What is expected: Render the listing below as a Markdown table with one row per line and blank lines omitted, using a column headed Row for the line number and a column headed Line for the text.

Source material:
===============

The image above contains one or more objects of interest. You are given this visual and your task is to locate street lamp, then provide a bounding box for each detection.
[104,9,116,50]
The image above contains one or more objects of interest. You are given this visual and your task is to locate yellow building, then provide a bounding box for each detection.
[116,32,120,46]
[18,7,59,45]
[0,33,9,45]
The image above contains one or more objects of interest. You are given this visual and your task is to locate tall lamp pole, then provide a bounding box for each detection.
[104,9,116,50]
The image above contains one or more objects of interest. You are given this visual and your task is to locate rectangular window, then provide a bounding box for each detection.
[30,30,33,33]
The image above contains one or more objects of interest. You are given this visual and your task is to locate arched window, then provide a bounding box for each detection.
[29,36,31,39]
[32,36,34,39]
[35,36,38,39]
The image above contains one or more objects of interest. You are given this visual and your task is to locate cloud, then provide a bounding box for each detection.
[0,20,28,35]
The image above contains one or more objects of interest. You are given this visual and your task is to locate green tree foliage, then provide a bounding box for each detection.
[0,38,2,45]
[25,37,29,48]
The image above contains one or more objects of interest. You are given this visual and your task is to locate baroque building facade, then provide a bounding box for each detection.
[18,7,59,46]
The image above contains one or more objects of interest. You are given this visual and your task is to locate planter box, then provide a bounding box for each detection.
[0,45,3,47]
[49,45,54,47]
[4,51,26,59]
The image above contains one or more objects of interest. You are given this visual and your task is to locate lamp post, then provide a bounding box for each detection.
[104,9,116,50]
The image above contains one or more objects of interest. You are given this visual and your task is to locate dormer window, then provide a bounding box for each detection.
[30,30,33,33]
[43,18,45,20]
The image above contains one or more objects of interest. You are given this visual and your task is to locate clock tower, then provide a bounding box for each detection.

===============

Solution to this problem:
| Row | Line |
|---|---|
| 1 | The image above contains one or more objects of interest. You are given this visual and your task is to locate street lamp, then provide a bounding box for each detection. |
| 2 | [104,9,116,50] |
| 3 | The image above contains one or more objects of interest. You are given this visual and your task is to locate yellow building, then provide a bounding box for each detection. |
| 4 | [116,32,120,46] |
| 5 | [18,7,59,45] |
| 6 | [0,33,9,45] |
| 7 | The image above contains one or more objects of interest. You are given this visual and your task is to locate tall lamp pole, then provide a bounding box for each detection. |
| 8 | [104,9,116,50] |
| 9 | The image above contains one or more objects of interest. You are given this visual and your task is to locate rectangular window, then provide a bounding box for each detection. |
| 10 | [30,30,33,33] |
| 11 | The image above contains one or more objects of interest. You are given this visual and your task is to locate arched window, then provide a bounding box for each detection. |
| 12 | [29,36,31,39] |
| 13 | [32,36,34,39] |
| 14 | [35,36,38,39] |
| 15 | The image above contains one or more objects of interest. You are given this visual and your task is to locate cloud, then provide a bounding box for each detection. |
| 16 | [0,20,28,35] |
| 17 | The image above contains one or more objects of interest. You are given this visual and your task is to locate green tree foliage, then provide a bounding box for each detection. |
| 18 | [0,38,2,45] |
| 19 | [25,37,29,48] |
| 20 | The image above contains one or more objects of interest. You are given this visual and your task is to locate baroque building facade, then provide a bounding box for each detection. |
| 21 | [18,7,59,46] |
| 22 | The image above contains one or more objects of interest. You are given this visual and your task is to locate planter box, then provide a bounding box for each detection. |
| 23 | [0,45,3,47] |
| 24 | [49,45,54,47] |
| 25 | [4,51,26,59] |
| 26 | The image above contains one or more objects of interest. You are given this visual and your task is to locate lamp post, then provide a bounding box for each detection. |
| 27 | [104,9,116,50] |
| 28 | The image above contains one or more objects of interest. You are given this visual and your task is to locate dormer window, then provide a bounding box for each detection. |
| 29 | [30,30,33,33] |
| 30 | [43,18,45,20] |
| 31 | The image above contains one or more objects of interest. You are given this visual and your task is to locate clock tower, then provide a bounding box for each detection. |